◆ Exercise prompt: Write the material out again exactly.

(Extracted records)
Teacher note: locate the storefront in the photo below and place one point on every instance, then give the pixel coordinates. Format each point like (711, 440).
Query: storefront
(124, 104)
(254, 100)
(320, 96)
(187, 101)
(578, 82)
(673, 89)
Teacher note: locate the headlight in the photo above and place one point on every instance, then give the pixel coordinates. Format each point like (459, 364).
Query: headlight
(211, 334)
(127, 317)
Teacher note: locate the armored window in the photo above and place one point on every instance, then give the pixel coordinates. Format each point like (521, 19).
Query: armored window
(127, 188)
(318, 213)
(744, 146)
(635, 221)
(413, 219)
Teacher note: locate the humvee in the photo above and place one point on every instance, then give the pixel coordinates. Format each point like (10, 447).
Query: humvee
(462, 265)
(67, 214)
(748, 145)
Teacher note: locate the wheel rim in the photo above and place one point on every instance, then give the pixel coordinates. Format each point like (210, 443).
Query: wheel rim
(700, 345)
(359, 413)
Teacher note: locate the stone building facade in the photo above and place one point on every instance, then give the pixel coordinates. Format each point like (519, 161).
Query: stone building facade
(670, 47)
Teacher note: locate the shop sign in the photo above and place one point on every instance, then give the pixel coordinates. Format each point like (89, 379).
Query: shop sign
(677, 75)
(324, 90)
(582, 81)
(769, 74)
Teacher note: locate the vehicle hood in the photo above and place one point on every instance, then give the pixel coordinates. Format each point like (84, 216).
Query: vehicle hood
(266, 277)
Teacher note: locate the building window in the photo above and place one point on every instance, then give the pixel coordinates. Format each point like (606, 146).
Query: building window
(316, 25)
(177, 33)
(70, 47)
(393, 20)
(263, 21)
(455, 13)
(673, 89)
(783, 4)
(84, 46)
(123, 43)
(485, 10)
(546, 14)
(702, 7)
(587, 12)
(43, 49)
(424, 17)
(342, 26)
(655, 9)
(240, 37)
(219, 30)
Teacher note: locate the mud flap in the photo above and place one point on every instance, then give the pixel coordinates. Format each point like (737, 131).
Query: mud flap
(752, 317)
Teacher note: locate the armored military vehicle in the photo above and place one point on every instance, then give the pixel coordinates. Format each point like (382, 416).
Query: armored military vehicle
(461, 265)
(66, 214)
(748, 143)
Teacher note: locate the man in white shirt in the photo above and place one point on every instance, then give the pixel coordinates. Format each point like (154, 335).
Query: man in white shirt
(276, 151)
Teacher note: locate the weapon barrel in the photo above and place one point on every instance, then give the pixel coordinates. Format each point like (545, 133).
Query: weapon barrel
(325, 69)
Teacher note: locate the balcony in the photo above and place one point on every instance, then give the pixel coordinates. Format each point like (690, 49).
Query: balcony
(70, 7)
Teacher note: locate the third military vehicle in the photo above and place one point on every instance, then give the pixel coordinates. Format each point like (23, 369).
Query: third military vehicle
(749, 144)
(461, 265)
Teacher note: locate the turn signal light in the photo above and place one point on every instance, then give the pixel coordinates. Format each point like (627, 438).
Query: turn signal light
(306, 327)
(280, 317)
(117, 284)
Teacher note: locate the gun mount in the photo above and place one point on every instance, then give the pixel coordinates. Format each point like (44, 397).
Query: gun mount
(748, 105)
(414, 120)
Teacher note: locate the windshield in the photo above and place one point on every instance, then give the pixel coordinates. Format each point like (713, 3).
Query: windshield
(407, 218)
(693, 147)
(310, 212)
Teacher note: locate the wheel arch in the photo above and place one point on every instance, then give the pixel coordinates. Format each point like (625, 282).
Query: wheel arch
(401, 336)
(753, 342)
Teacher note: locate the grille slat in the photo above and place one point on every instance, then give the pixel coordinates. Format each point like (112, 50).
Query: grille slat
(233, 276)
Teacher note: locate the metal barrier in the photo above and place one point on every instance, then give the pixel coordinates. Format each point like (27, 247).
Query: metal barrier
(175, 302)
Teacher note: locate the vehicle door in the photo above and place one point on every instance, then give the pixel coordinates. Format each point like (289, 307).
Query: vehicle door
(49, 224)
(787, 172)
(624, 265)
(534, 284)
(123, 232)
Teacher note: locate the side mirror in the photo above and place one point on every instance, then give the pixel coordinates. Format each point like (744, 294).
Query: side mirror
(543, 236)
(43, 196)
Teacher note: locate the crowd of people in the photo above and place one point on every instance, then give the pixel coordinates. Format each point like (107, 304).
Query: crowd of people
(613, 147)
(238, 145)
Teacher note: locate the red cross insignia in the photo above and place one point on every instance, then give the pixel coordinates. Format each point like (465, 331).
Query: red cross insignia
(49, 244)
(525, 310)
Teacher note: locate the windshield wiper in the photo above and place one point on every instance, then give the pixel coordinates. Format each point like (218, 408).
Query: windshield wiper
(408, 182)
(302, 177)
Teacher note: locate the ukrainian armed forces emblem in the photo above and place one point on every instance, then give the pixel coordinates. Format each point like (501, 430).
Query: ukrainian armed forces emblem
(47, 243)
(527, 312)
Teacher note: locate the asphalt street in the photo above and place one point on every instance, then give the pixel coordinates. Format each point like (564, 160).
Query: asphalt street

◆ In response:
Teacher note: locate the storefront in the photo below and place one point on every instance, then give the pixel coordinates. Format each point like (711, 440).
Query: storefront
(124, 104)
(254, 100)
(320, 96)
(187, 101)
(578, 82)
(673, 89)
Teacher note: locate the headlight in the photo above and place one point on every instance, then give the pixel coordinates. Format each point like (459, 364).
Query: headlight
(211, 334)
(127, 317)
Teacher note: locate the armored window in the photo above and place one point on every instance, then give the pixel coordinates. Format each point like (521, 19).
Query: armored window
(127, 188)
(318, 213)
(744, 146)
(635, 221)
(413, 219)
Teacher note: locate the humvee in the photo above and place one point on every instance, then give the pixel coordinates. Format each point like (10, 447).
Query: humvee
(462, 265)
(67, 214)
(748, 145)
Teacher note: locate the wheel rim in the photo above and place one point on every instance, then give the pixel coordinates. Format each point like (210, 443).
Query: wheel rim
(700, 345)
(359, 413)
Teacher note: locate the stone building facade in the photo above and place one point on every instance, then give the pixel coordinates. Format each point like (519, 161).
Query: stone building facade
(670, 47)
Teacher note: locate the shop sign in the photo above and place one point on every instance, then give the pixel coordinates. Format each point like (89, 379).
Query: shop sign
(677, 75)
(324, 90)
(582, 81)
(769, 74)
Teacher note: locate the vehicle hood in the photo above and place one point on every instance, then give the pixel coordinates. Format each point like (84, 216).
Query: vehicle hood
(266, 277)
Teacher note: locate the building window in the photo above and place one point on every instance, then give the pixel coordinates. Format each point like (606, 146).
Query: building window
(316, 25)
(177, 33)
(70, 47)
(393, 20)
(263, 21)
(455, 13)
(673, 89)
(783, 4)
(84, 46)
(123, 43)
(485, 10)
(546, 14)
(702, 7)
(587, 12)
(43, 49)
(424, 17)
(342, 26)
(655, 9)
(240, 37)
(219, 30)
Teacher note: locate the mud flap in the photo above and place one point on every instance, then give the pixel coordinates. Format each point like (737, 131).
Query: mud flap
(752, 317)
Teacher note: locate the armored military vehicle in the photo above and place one point on every instance, then give the pixel coordinates. Format each point like (382, 416).
Query: armored military vehicle
(461, 265)
(66, 214)
(748, 143)
Teacher note: locate the man in white shirt in the photo above and place one point on every instance, then give the pixel coordinates. Format each point like (154, 335).
Query: man in white shirt
(276, 151)
Teacher note: locate the weapon barrel in the photo above and place one point on every instance, then give the pixel coordinates. Format each point like (545, 133).
Query: weapon barrel
(325, 69)
Teacher note: locate the balcony in the photo above and place one point on every instance, then give the pixel coordinates. Format each point like (690, 49).
Query: balcony
(70, 7)
Teacher note: locate the third military vehicle in the photo above and place one point on every instance, then give the pixel coordinates. Format each point like (23, 369).
Query: third military vehicle
(749, 144)
(461, 265)
Teacher note: locate the turn signal light in the photo above and place one point on every instance, then give the pixel coordinates. Format each point like (627, 438).
Query: turn signal light
(306, 327)
(280, 317)
(117, 284)
Teacher note: locate the gun mount in the photo above and place one point on every instance, then give the pixel coordinates. Format each point like (44, 397).
Query: gun mount
(748, 105)
(414, 120)
Teacher note: locate the windshield in the photo above and place one point on every instance, then give the pixel coordinates. Format each point like (713, 3).
Query: windshield
(407, 218)
(693, 147)
(310, 212)
Teacher note: locate the wheel arch in the photo above and place one point on every instance, then give the pixel coordinates. Format each point like (625, 282).
Query: wheel arch
(401, 336)
(753, 342)
Teacher note: locate the grille slat in the photo above and place one point on every instance, then give the pixel coordinates. Format each point like (112, 50).
Query: grille slat
(233, 276)
Teacher note: locate the metal barrier in the photo above and place one point on every instance, then give the pixel coordinates. Format each point like (27, 247).
Query: metal barrier
(175, 302)
Teacher note: locate the vehicle door in the photo above and place one point on every instance, then give the pixel coordinates. Format each point like (289, 307).
Query: vehicle door
(49, 224)
(787, 172)
(624, 265)
(534, 284)
(123, 232)
Teacher note: locate the side mirror in the photo above and place one point on every instance, then give the pixel coordinates. Format each point like (744, 294).
Query: side mirror
(543, 236)
(43, 196)
Teacher note: locate the crowd of people in the photo above and place one point on every instance, then give the pixel coordinates. Format each point like (107, 304).
Query: crowd of people
(613, 147)
(238, 145)
Teacher note: locate the red cross insignia in the photo above and place one point on every instance, then give the pixel coordinates. Format each point like (465, 331).
Query: red cross insignia
(49, 244)
(525, 310)
Teacher note: locate the windshield wiper in the photo above and place one point on every instance, then give the pixel coordinates. Format each point like (218, 408).
Query: windshield wiper
(408, 182)
(302, 177)
Teacher note: locate the ukrainian armed forces emblem in the photo above and place one point on every instance, then give the pixel coordinates. Format each point like (501, 430).
Query: ukrainian armed forces emblem
(47, 243)
(527, 312)
Teacher note: locate the asphalt street in the photo above and place one point on every instance, then give the pixel coordinates. Format each point like (564, 160).
Query: asphalt street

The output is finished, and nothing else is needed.